▸ Prompt 1:
Show every line of the entries that contains the string "chopped", treating uppercase and lowercase as different.

** Begin Selected passage **

Sunday, 5 January 2025

Aguadito de Pollo Peruano or Peruvian green Chicken Soup

This is my version. Usually made with fresh cilantro/coriander, but that is not available in our supermarkets in the moment. I used the alternative spinach and parsley.


 


This green looking soup with lots of veggies does not only look comforting, it looks healthy too. For you guys, who love to promote Veganuary, eat lots of veggies and fruits and not so much highly processed food all year long, is a much better way to eat healthy. 



This soup needs a bit of planning. I am lucky to have an Induction stove top with timers on all for heating elements. The base of the soup is cooked in 4 steps, 3 of them are timed at 10 minutes.



These intervals can be used to prepare the veggies, as in sautée 2 of them and blend up 3 others. Only the defrosted peas and the parsley do not need work.



Recipe for 3 or 4:

4 chicken thights with bone and skin

2 tbsp oil

1,5 liter chicken stock

150 g longgrain rice

3 medium potatoes

50 g defrosted peas

1 red bell pepper

1 ear of sweetcorn

1 small onion

3 garlic cloves

100 g spinach defrosted

Parsley

Fajitas spiceblend, pepper

Juice of 1/2 lemon



Heat up 1 tbsp oil in a big pot and fry the chicken on both sides for 3 min. Add chicken stock and cook 10 min.



Wash the rice and put it in the pot, cook for 10 more min. Peel the potatoes and cut them in 1 cm cubes. Add to the pot and cook for 10 more min.



Cut off the corn fron the ear and chop the bell pepper in 1 cm pieces. Heat up a pan and sautée them for 5 min. Add to the soup with the defrosted peas. Cook on low heat.

Now pick out the chicken thighs and let them cool a little to take the bone out and cut in bite size chunks.

** End Selected passage **

▸ Prompt 2:
Pull out the stretch of the soup recipe from "This is my version." through "at 10 minutes.", copying it word for word.

** Begin Recorded information **

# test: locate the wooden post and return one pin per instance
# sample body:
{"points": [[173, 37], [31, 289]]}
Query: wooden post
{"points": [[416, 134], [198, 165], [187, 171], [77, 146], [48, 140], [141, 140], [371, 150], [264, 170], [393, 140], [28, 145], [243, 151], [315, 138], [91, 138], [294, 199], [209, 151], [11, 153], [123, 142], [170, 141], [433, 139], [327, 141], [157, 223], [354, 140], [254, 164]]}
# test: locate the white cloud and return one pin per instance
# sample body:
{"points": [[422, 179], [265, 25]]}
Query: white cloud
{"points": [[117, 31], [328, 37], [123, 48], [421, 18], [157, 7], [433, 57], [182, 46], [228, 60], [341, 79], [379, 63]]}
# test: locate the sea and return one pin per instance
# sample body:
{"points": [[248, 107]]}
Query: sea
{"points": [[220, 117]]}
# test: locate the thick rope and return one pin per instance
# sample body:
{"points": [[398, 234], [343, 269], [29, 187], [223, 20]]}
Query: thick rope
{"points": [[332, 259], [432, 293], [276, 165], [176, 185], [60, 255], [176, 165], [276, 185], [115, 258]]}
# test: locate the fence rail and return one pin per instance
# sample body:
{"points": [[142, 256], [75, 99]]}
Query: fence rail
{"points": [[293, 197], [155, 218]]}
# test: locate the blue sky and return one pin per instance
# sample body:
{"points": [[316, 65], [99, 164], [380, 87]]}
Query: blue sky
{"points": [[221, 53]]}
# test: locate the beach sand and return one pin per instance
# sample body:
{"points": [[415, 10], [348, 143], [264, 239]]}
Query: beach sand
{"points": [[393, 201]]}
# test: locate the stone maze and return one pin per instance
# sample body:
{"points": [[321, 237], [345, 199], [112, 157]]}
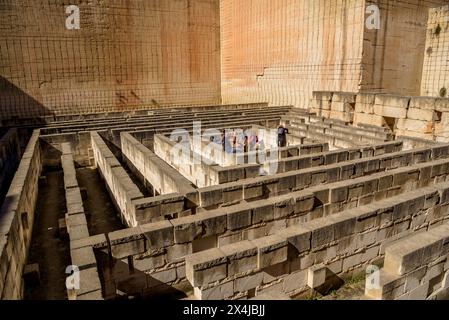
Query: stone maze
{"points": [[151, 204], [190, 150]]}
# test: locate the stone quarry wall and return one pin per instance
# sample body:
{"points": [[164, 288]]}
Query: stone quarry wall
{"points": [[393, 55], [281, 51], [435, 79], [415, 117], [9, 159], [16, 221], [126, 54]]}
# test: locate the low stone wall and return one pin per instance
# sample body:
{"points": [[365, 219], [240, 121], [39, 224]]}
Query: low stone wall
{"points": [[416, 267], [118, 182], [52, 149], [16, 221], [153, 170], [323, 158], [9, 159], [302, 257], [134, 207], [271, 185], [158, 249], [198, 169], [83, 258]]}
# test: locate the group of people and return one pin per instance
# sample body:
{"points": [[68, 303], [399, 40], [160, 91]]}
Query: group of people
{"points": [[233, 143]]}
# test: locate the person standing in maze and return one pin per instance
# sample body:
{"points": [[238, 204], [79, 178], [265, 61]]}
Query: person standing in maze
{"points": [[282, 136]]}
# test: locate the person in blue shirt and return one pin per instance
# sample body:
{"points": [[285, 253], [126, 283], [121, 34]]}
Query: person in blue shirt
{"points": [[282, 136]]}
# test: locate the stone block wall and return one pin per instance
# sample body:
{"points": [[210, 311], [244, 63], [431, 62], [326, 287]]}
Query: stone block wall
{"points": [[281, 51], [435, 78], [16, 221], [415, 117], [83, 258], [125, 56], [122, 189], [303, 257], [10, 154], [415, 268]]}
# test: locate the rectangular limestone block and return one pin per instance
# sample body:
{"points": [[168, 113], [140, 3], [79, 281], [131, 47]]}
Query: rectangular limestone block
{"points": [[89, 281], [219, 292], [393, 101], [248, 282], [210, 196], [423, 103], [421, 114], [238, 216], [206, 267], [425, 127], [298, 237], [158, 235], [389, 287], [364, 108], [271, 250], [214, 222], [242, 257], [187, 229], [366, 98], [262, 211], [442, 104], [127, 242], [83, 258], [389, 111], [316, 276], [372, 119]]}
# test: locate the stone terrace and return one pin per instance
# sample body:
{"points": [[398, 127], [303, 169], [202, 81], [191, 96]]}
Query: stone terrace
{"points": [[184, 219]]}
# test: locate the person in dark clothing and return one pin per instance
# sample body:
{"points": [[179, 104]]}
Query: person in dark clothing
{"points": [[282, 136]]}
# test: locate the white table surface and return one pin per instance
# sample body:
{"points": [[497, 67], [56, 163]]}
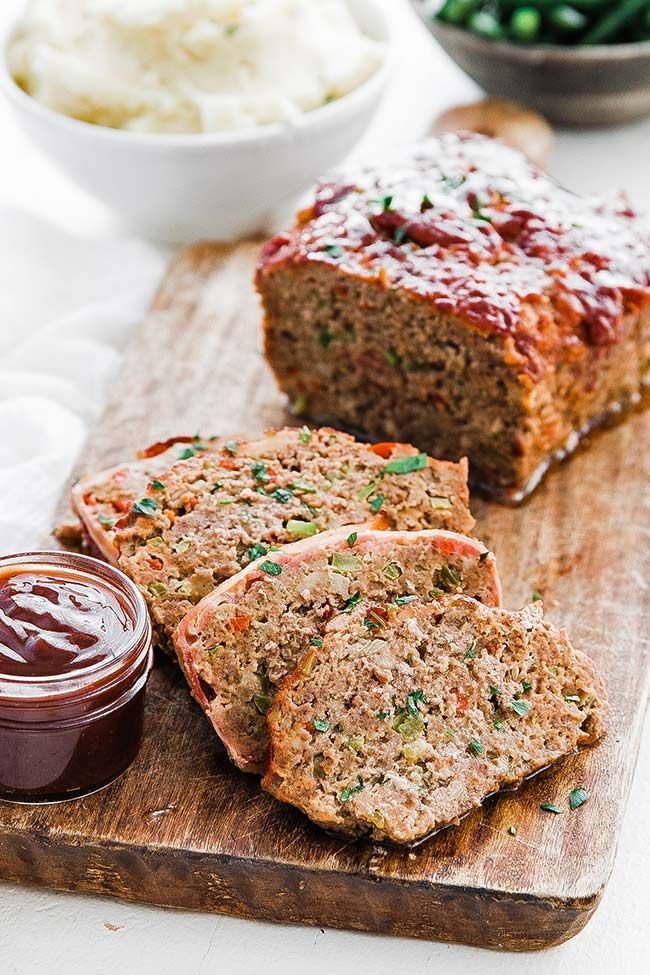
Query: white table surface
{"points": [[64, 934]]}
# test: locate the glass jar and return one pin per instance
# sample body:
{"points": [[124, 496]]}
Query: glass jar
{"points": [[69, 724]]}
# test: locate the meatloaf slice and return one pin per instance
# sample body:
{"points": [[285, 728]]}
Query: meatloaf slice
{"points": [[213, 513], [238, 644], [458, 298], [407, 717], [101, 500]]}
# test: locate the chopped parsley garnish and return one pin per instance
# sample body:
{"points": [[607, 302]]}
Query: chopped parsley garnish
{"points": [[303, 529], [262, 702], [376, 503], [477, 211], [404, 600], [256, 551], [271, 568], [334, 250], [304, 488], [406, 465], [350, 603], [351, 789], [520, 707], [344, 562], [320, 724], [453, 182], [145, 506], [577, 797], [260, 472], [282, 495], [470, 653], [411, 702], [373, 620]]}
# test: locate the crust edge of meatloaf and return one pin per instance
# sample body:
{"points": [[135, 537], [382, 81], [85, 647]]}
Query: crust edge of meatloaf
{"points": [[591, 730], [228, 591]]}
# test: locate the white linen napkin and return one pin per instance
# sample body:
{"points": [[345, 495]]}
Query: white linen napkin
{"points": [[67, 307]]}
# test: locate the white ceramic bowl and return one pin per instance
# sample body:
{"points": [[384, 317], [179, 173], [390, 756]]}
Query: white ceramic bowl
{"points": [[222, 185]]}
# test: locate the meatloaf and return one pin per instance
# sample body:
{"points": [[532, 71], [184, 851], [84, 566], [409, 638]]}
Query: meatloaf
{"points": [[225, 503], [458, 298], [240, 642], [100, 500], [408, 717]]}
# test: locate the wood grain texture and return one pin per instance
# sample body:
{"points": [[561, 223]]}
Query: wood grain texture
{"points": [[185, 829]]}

** End Recorded information **

▸ Correct result 1:
# test: locate the chopped parsley garnish and return one pin per instance
Query: chopped parsley garnish

▸ Correct result 2:
This is my version. Usually made with fresh cilantro/coriander, but that is not available in our supermarkets in the moment. I used the alternative spinach and parsley.


 


This green looking soup with lots of veggies does not only look comforting, it looks healthy too. For you guys, who love to promote Veganuary, eat lots of veggies and fruits and not so much highly processed food all year long, is a much better way to eat healthy. 



This soup needs a bit of planning. I am lucky to have an Induction stove top with timers on all for heating elements. The base of the soup is cooked in 4 steps, 3 of them are timed at 10 minutes.